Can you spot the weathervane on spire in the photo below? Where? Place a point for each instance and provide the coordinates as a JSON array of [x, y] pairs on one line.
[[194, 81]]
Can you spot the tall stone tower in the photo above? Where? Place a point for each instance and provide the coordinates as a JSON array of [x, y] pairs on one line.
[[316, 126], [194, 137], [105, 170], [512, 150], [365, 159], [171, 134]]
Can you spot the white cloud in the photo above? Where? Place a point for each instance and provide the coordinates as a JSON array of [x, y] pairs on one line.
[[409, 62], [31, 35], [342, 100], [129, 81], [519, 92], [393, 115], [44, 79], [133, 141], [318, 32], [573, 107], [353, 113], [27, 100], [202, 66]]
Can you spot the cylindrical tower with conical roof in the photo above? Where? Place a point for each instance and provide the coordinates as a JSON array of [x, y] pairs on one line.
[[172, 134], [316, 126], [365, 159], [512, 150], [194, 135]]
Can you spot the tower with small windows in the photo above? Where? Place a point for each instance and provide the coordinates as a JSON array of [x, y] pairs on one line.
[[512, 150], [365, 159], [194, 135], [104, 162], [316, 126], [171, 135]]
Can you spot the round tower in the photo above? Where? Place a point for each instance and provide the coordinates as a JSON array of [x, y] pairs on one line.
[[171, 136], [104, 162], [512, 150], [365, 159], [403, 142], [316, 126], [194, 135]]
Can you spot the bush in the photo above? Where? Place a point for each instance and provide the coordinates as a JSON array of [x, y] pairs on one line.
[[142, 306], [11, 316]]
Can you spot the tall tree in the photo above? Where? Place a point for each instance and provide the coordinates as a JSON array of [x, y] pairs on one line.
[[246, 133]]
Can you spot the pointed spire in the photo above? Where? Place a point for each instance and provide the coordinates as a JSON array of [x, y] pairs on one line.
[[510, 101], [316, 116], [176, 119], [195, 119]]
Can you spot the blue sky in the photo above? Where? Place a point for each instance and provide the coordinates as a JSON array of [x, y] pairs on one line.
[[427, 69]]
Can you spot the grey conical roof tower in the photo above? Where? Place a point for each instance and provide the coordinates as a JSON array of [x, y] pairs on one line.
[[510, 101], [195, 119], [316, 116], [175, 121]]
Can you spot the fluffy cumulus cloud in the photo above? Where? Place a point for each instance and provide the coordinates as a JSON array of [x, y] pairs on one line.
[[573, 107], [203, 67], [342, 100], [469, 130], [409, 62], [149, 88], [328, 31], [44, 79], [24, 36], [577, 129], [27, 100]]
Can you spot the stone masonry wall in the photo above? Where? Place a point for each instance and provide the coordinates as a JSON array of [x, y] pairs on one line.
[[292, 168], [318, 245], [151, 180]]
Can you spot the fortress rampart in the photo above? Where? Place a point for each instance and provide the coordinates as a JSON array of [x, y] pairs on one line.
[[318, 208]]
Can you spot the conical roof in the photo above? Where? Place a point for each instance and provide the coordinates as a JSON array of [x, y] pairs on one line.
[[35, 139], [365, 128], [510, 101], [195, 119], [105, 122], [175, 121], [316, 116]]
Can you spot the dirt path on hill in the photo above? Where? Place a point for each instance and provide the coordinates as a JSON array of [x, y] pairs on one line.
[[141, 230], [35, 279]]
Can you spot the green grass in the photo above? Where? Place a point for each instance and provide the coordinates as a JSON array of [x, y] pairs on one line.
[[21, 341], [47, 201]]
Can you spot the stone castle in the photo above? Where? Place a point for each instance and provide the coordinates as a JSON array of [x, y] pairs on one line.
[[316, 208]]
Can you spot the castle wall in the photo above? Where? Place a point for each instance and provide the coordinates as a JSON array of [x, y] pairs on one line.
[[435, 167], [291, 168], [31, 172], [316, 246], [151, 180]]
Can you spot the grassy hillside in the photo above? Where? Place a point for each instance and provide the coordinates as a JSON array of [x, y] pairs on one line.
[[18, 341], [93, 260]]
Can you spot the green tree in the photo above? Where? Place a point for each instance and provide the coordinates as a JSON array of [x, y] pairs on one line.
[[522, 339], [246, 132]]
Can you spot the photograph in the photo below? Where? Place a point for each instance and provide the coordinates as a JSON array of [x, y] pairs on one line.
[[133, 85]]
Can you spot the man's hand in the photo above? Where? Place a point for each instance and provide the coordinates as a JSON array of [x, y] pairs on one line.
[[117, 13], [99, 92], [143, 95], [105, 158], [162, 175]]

□ □ □ □ □ □ □

_Your assignment_: Give every record again, exactly as it appears.

_Written response_:
Can you spot the weathervane on spire in the photo below? Where? Place a point for each instance and provide the coordinates as a JSON array of [x, y] pairs on one line.
[[194, 81]]
Can you spot the tall stone tower in the photo above? Where? Place a point for each instance and provide the coordinates as a JSON array of [x, y] pairs on one line.
[[316, 126], [194, 137], [105, 170], [512, 150], [365, 159], [171, 134]]
Can you spot the white cloud in the photo above? Where? Place a point for each instance and provide the coordinates as a JSON array of [x, y] pairs on one line.
[[409, 62], [31, 35], [342, 100], [129, 81], [519, 92], [393, 115], [44, 79], [133, 141], [318, 32], [573, 107], [353, 113], [27, 100], [202, 66]]
Can you spot the cylindrical tower with conical roof in the photo above? Where? Place a point for each instance and provide the coordinates as a JSON array of [x, y] pairs on one line.
[[172, 134], [316, 126], [365, 159], [512, 150], [194, 135]]
Can you spot the tower with small windows in the photo above? Where? Place a point for each instance and provide the coordinates as a JSON array of [x, y] pairs on one line.
[[512, 150], [365, 159], [194, 135], [104, 162], [316, 126], [171, 135]]
Can you spot the round tower in the photo above? Where? Place a point for each instance and provide the coordinates as a JSON array of [x, y] pairs on one line.
[[171, 136], [104, 162], [512, 150], [365, 159], [403, 142], [316, 126], [194, 135]]
Can you spot the bush in the photo above? Where? Place a point for each instance and provide the coordinates as a JSON array of [x, y] pairs on one line.
[[142, 306], [11, 316]]
Can you spot the tall tree in the photo above? Where? Place a point for each instance and provide the coordinates as a JSON array of [x, y] pairs on one line.
[[246, 133]]
Can you spot the pointed spire in the photo above? Where? Place a point for each instance and provide the coordinates as a JSON array of [x, y] pairs on one line.
[[510, 101], [316, 116], [176, 119], [195, 119]]
Can you spot the blue sky in the photo above? Where? Place a point for each instance and provide the coordinates as a JSON array of [x, y] pairs on one line.
[[427, 69]]
Can you spot the grey conical roof tower in the photo above? Where? Place a point for each instance and provide the coordinates as a JSON array of [x, y] pairs on one line.
[[510, 101], [195, 119], [316, 116], [175, 121]]
Can you spot the fluffy cumulus cloud in the photo above? Where? Place a point for each instance and provide the coordinates as a JSON array of [x, y] pairs on one line.
[[573, 107], [203, 67], [342, 100], [469, 130], [409, 62], [149, 88], [328, 31], [44, 79], [24, 36], [577, 129], [27, 100]]
Can you spot the stone masonry wall in the photo above? Where? Place a point for each instance and provide the coordinates as a JSON array of [x, y] pairs on one line.
[[292, 168], [318, 245], [151, 180]]
Can you spot the fortress rampart in the photo above? Where? Place a point for each instance and provide the coordinates as a JSON array of [x, y] pairs on one line.
[[318, 208]]
Can you spot the conical roof in the photo above? Where? Place a point for each instance and provide the coordinates as a JSON array of [x, y] pairs on one line.
[[35, 139], [365, 128], [510, 101], [195, 119], [105, 122], [175, 121], [316, 116]]
Can you spot the dirt path on hill in the photo above? Where? Place a point for each instance and provide the coordinates as a JSON array of [x, y] pairs on one line.
[[141, 230], [35, 279]]
Can you spot the green grass in the photo above? Where? Place a point for each instance and provide the coordinates as a JSON array of [x, y] pairs on one line.
[[21, 341], [47, 201]]
Can you spot the stone castle in the photo above? Where? Place a point for each instance and provide the coordinates as a JSON array of [x, y] pairs on one line.
[[316, 208]]
Can you spot the castle wall in the photo above? Where? Place a point for each instance and provide the coordinates as a JSON array of [x, y] pairs on one line.
[[435, 167], [291, 168], [31, 172], [316, 246], [151, 180]]
Can you spot the grassy hillside in the photo above? Where? Place a point for each instance and provide the coordinates as a JSON array of [x, y] pairs on one line.
[[18, 341], [93, 260]]
Can you spot the green tree in the photo above? Where? Place a point for each instance and provide the coordinates as a JSON array of [x, y] pairs on one line.
[[522, 339], [246, 132]]
Can you spot the photograph in the photo below? Where? Place a point for each instance and provide the coordinates as a JSON array of [x, y] pairs on one line.
[[133, 85]]
Can you spot the man's hand in the photo above? Where? Place a point for each instance and provide the coordinates as a JSON array of [x, y] pairs on one line.
[[117, 13], [99, 92], [143, 95], [105, 158], [162, 175]]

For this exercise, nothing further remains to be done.